DIRECTIVE 1: Rewrite the passage on electric field lines from "The implicit equation" to "angles shown in Figure-01.", inclusive, and replace "Figure-01" with "Figure 1".

PROVIDED PASSAGE:

****************

$\texttt{ELECTRIC FIELD LINES BETWEEN TWO OPPOSITELY CHARGED POINT CHARGES}$
$=\!=\!=\!=\!=\!=\!=\!=\!=\!=\!=\!=\!=\!=\!=\!=\!=\!=\!=\!=\!=\!=\!=\!=\!=\!=\!=\!=\!=\!=\!=\!=\!=\!=\!=\!=\!=\!=\!=\!=\!=\!=\!=\!=\!=\!=\!=\!=\!=\!=\!=\!=\!=\!=\!=\!=\!=\!=\!=\!=\!=\!=\!=\!$
$\boldsymbol\S$ 1. Summary of general results
Using the $''$unusual technique$''$ of Michael Seifert's answer, essentially an interesting application of Gauss Law, we provide an implicit equation for the electric field line between two oppositely charged point charges $\,+q,-q\,$ that forms an angle $\,\theta\,$ with respect to the line joint the two charges at its starting point $\,+q\,$ as shown in Figure-01.
The implicit equation of this electric field line is
\begin{equation}
\dfrac{x\boldsymbol+a}{\sqrt{\left(x\boldsymbol+a\right)^2\boldsymbol+y^2}}\boldsymbol+\dfrac{a\boldsymbol-x}{\sqrt{\left(a\boldsymbol-x\right)^2\boldsymbol+y^2}}\boldsymbol=1\boldsymbol+\cos\theta
\tag{01}\label{01}
\end{equation}
expressed also as
\begin{equation}
\cos\omega_1\boldsymbol+\cos\omega_2\boldsymbol=1\boldsymbol+\cos\theta
\tag{02}\label{02}
\end{equation}
where $\,\omega_1,\omega_2\,$ the angles shown in Figure-01.

****************

DIRECTIVE 2: Gather every line of the entries that contains the string "column".

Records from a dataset
****************

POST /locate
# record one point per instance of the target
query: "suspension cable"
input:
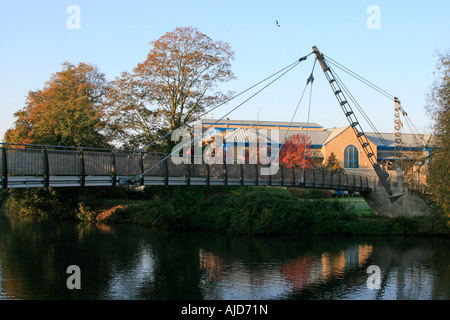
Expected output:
(289, 68)
(310, 79)
(360, 78)
(352, 98)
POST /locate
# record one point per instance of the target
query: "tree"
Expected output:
(173, 85)
(66, 112)
(293, 151)
(439, 108)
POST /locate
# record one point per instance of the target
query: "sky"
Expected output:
(391, 43)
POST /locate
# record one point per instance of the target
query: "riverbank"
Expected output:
(234, 210)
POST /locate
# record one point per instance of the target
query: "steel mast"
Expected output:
(354, 123)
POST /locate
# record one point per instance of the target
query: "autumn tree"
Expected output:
(439, 108)
(333, 163)
(172, 86)
(66, 112)
(296, 151)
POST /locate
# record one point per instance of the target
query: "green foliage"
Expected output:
(439, 109)
(249, 211)
(66, 112)
(54, 203)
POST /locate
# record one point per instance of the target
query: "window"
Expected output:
(351, 157)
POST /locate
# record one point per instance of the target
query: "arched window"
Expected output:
(351, 157)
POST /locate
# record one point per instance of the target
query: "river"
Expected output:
(131, 262)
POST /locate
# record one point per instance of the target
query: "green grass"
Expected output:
(361, 207)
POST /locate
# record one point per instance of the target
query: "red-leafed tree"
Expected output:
(296, 151)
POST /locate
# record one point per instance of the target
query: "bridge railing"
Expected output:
(49, 166)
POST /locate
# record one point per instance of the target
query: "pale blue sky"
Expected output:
(115, 36)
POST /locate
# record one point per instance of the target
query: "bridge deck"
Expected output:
(45, 167)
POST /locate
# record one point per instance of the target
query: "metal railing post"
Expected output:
(114, 169)
(166, 169)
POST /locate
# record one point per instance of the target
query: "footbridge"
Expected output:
(37, 166)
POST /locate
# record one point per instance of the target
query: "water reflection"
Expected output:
(126, 262)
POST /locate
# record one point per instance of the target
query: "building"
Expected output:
(342, 142)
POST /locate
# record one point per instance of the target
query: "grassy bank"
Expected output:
(262, 211)
(237, 210)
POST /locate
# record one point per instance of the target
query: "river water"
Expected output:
(131, 262)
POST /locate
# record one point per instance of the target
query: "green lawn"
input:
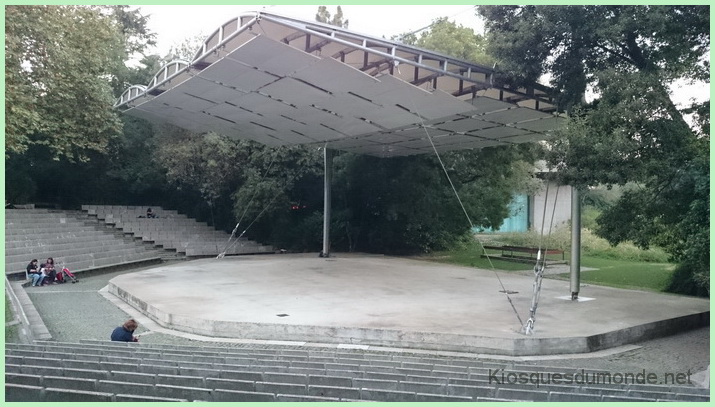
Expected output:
(625, 274)
(614, 273)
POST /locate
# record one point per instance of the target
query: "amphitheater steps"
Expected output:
(108, 371)
(171, 230)
(71, 239)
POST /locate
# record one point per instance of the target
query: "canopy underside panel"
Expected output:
(255, 83)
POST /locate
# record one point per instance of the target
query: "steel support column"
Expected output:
(575, 243)
(328, 164)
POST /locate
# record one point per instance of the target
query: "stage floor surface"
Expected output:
(373, 300)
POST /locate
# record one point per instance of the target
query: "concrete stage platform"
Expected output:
(396, 302)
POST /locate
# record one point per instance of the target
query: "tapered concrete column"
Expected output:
(328, 164)
(575, 243)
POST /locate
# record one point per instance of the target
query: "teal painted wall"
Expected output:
(518, 220)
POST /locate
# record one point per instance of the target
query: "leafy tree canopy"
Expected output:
(627, 58)
(448, 38)
(324, 16)
(60, 65)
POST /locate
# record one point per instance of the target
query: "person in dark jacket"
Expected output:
(34, 273)
(125, 333)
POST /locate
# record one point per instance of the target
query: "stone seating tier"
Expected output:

****************

RESULT 1:
The implicit equation of this electric field line is
\begin{equation}
\dfrac{x\boldsymbol+a}{\sqrt{\left(x\boldsymbol+a\right)^2\boldsymbol+y^2}}\boldsymbol+\dfrac{a\boldsymbol-x}{\sqrt{\left(a\boldsymbol-x\right)^2\boldsymbol+y^2}}\boldsymbol=1\boldsymbol+\cos\theta
\tag{01}\label{01}
\end{equation}
expressed also as
\begin{equation}
\cos\omega_1\boldsymbol+\cos\omega_2\boldsymbol=1\boldsymbol+\cos\theta
\tag{02}\label{02}
\end{equation}
where $\,\omega_1,\omega_2\,$ the angles shown in Figure 1.

RESULT 2:
query: "steel support column"
query: "tapered concrete column"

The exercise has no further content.